● REQUIREMENT:
From the entries below, count every line that contains the word "plant". Please give the number and nothing else.

:: RECORDED INFORMATION ::

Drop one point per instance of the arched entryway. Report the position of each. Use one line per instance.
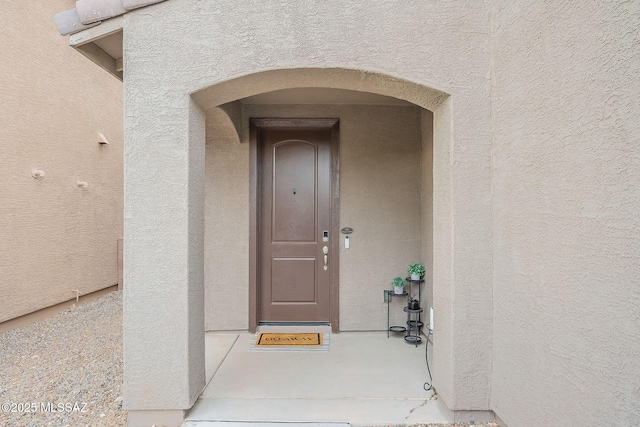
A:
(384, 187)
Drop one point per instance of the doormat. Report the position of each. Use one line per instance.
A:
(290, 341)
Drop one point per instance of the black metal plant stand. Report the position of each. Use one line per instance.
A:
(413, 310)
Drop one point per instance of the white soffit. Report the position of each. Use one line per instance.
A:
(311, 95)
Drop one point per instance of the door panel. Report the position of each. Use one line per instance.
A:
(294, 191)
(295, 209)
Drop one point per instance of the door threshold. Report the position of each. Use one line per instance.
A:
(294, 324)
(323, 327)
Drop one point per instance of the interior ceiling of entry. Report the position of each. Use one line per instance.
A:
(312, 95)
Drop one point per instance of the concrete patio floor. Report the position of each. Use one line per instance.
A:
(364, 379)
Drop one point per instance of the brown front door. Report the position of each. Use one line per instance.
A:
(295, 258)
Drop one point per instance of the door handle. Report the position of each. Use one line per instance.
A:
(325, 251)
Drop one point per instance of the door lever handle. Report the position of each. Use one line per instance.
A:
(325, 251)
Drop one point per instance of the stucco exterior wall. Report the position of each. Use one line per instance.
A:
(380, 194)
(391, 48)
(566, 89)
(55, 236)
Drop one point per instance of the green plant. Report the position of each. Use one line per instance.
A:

:::
:: RECORDED INFORMATION ::

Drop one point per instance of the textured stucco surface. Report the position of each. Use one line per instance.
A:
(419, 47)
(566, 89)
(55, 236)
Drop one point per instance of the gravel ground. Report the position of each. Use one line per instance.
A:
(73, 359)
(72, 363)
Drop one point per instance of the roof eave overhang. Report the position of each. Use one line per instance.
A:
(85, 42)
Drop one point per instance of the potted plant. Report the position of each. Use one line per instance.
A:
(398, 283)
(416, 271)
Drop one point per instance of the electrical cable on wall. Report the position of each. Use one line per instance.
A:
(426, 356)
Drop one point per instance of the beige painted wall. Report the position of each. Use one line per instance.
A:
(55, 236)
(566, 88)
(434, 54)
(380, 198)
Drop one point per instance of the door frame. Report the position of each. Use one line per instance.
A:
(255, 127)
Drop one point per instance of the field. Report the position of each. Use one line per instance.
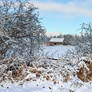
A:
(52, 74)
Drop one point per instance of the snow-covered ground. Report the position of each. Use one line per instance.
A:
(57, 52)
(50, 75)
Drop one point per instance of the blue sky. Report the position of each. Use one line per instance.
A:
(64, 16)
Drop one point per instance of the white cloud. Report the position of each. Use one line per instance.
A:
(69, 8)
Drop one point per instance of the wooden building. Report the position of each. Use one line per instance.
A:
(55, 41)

:::

● SOLUTION:
3